§ **WHAT THIS TASK INVOLVES**
Change "one point per instance" to "a single point for each instance" in every one of the rows below, leaving all other wording untouched. Do not include the pictures in your version.

[Image location labeling entries]
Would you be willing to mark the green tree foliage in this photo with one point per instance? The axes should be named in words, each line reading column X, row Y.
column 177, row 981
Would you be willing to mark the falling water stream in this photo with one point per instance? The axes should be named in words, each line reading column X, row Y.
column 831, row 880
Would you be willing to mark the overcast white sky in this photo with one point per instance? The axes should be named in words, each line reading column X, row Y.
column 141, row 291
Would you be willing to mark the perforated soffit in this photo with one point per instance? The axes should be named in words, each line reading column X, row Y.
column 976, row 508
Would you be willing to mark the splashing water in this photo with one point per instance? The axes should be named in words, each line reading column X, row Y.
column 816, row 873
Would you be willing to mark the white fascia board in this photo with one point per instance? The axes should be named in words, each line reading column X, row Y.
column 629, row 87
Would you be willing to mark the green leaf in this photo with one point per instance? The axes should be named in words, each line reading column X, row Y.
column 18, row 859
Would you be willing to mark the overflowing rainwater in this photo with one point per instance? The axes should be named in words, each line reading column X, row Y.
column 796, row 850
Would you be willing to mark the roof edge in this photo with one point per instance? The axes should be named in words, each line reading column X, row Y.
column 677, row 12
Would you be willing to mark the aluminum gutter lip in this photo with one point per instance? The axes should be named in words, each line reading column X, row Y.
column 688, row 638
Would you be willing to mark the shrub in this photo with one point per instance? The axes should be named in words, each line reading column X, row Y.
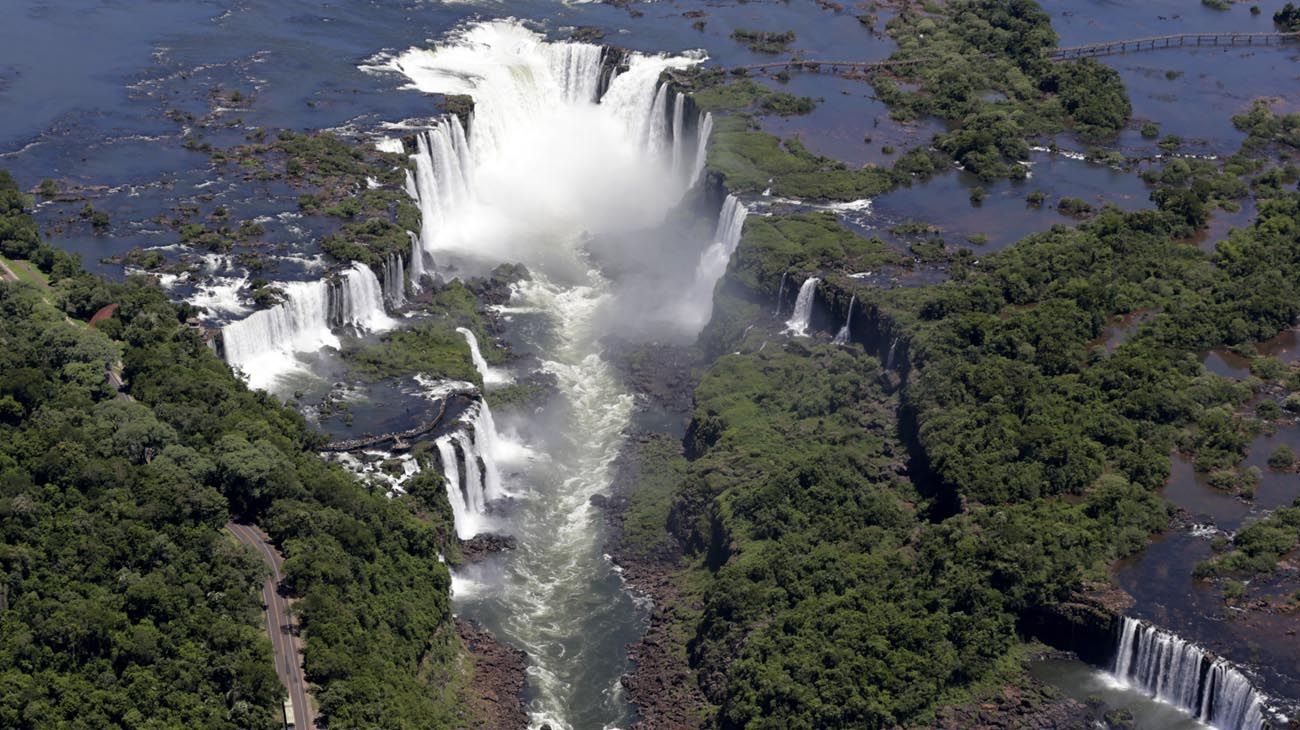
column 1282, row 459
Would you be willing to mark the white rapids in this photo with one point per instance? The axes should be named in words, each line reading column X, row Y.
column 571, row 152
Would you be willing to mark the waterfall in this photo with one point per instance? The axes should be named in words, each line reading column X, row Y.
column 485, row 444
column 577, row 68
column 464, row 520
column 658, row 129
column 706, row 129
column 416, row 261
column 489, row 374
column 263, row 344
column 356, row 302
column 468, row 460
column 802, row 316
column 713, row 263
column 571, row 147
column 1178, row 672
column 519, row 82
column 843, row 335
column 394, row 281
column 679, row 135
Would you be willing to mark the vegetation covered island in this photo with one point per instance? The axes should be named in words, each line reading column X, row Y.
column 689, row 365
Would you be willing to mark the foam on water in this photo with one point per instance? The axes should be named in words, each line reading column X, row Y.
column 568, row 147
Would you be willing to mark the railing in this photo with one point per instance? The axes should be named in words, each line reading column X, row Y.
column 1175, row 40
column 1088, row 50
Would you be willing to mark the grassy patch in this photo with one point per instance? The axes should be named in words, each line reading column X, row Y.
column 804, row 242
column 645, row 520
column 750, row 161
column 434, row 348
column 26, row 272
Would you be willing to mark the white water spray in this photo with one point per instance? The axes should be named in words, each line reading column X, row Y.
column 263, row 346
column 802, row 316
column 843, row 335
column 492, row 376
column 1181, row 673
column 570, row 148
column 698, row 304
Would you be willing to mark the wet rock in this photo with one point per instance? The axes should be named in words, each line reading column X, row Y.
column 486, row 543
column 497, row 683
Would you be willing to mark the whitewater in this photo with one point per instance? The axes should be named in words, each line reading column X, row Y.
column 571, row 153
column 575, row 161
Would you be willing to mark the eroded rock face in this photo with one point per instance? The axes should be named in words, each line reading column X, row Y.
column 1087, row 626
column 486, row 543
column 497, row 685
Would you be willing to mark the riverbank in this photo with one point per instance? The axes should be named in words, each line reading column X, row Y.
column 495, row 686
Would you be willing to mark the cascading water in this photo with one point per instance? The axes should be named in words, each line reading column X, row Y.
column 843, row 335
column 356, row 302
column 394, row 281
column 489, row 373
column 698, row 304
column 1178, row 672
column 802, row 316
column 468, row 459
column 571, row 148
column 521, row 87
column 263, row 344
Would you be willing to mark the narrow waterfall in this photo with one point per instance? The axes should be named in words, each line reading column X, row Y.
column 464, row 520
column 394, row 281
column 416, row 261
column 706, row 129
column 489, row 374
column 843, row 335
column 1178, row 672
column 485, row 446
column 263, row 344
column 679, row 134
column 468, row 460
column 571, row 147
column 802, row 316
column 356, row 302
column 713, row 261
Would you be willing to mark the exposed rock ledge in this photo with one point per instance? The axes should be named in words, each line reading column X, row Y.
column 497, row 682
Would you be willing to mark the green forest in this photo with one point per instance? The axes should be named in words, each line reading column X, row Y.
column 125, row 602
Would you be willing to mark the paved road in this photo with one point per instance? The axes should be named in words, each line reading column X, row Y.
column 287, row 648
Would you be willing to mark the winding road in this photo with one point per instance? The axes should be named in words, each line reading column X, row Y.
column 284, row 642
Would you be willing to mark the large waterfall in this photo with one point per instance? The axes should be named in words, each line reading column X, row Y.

§ **RESPONSE TO THE TASK**
Would you be willing to mark the green tree foliage in this photo with a single point for each instance? The axes should be named in words, each line reading column X, row Y.
column 177, row 981
Would you be willing to mark the falling water stream in this photo with a single point for each instance? The axes should be named in words, each line reading column X, row Y.
column 831, row 880
Would you be willing to mark the overcast white sky in this photo with a single point for each instance? The axes should be named in words, each line reading column X, row Y.
column 141, row 291
Would you be willing to mark the perforated soffit in this photo with a single point for each instance? The axes should be named in words, each line reading column X, row Y.
column 976, row 508
Would you be willing to mark the splashing water in this photo with a single point for each instance? The axes should be named in words, each line reading column X, row Y.
column 816, row 873
Would you be willing to mark the white fascia board in this photo with a single point for each instance? The axes should be named in words, each line reading column X, row Y.
column 629, row 87
Would you be willing to mark the green leaf in this photo with a single point for each instance? The axes should be named in words, each line reading column X, row Y.
column 18, row 859
Would you be willing to mark the overflowing rainwater in this photo with a single point for each instance? The axes should be named in words, each line reading column X, row Y.
column 796, row 850
Would you be willing to mark the roof edge in this photo with a single point for each instance? The axes should be named in words, each line reading column X, row Y.
column 677, row 12
Would you be willing to mark the aluminum gutter lip in this photo with a single point for each instance? The axes should be named in words, each line reading column X, row Y.
column 688, row 638
Would you be willing to mark the shrub in this photo with a single point for each instance? The axes should be named in words, each line reading column X, row Y.
column 1282, row 459
Would you be willing to mark the white rapids in this photo with a single point for each instance? The axes should be named in words, each line reading column X, row Y.
column 571, row 152
Would you be willing to mark the waterfall in this photo with a single point for each instance? The axes should be named in words, each line reading column X, row Y.
column 485, row 444
column 577, row 68
column 464, row 520
column 658, row 129
column 706, row 129
column 416, row 261
column 489, row 374
column 263, row 344
column 356, row 302
column 468, row 460
column 802, row 316
column 713, row 263
column 571, row 147
column 1178, row 672
column 519, row 82
column 843, row 335
column 394, row 281
column 679, row 135
Would you be willing to mark the vegetation covered island in this photo with a single point for each instance? The axes should be named in words, each line reading column X, row Y.
column 689, row 365
Would you be willing to mark the foam on water in this photo with a single point for each instance? The axes should be named in words, each line reading column X, row Y.
column 568, row 147
Would you be willing to mark the railing in this photo with a single point for each instance? The axes should be named in words, each line reading column X, row Y.
column 1175, row 40
column 1088, row 50
Would you be willing to mark the grassy patch in this photo with a single point for each instance? The axes should be named in words, each line reading column X, row Y.
column 804, row 242
column 645, row 520
column 750, row 161
column 434, row 348
column 26, row 272
Would you be willing to mark the white water spray in this photo with a single point for each instance? The axes should be named in words, each line reading column X, row Y.
column 263, row 346
column 802, row 316
column 843, row 335
column 492, row 376
column 1181, row 673
column 570, row 148
column 698, row 304
Would you be willing to mark the wet rock in this photo with a single point for each instance? The axes should be named in words, each line reading column X, row Y.
column 486, row 543
column 497, row 683
Would you be willing to mark the whitewater in this photo with a single point for each instance? The axes should be named in words, each line reading column X, row Y.
column 571, row 153
column 575, row 161
Would you be willing to mark the eroded rock face in this photo with a single point for each instance? The axes should be named in words, each line reading column X, row Y.
column 1087, row 626
column 486, row 543
column 497, row 685
Would you be willing to mark the riverbank in this photo with a single point for each instance? The axes should be named in words, each line reading column X, row Y.
column 495, row 686
Would you be willing to mark the cascading water in this photo with a single point for each instance? The axes should be named in words, each line reading column X, row Y.
column 843, row 335
column 356, row 302
column 394, row 281
column 489, row 373
column 698, row 304
column 1178, row 672
column 802, row 316
column 468, row 459
column 571, row 148
column 521, row 87
column 263, row 344
Would you be willing to mark the narrow waterfall in this photo with a single point for each instance? The axes should be named in words, each line reading column X, row Y.
column 464, row 520
column 394, row 281
column 416, row 261
column 706, row 129
column 489, row 374
column 843, row 335
column 1178, row 672
column 485, row 446
column 263, row 344
column 679, row 134
column 468, row 460
column 571, row 147
column 802, row 316
column 356, row 302
column 713, row 261
Would you be willing to mark the exposed rock ledge in this photo with a single point for each instance? The axes should be named in words, each line reading column X, row Y.
column 497, row 682
Would you be willing to mark the green forest in this photo with a single point for each instance? The axes should be named in words, each line reading column X, row Y.
column 125, row 602
Would you be willing to mark the paved road in this photo with a single point for each instance? The axes should be named in words, each line reading column X, row Y.
column 287, row 648
Would you be willing to mark the winding road in this photo with a single point for each instance? The axes should be named in words, each line reading column X, row Y.
column 284, row 642
Would you be willing to mark the large waterfall in this photo with a single point for each instance? The axes should be named in words, each line reading column X, row Y.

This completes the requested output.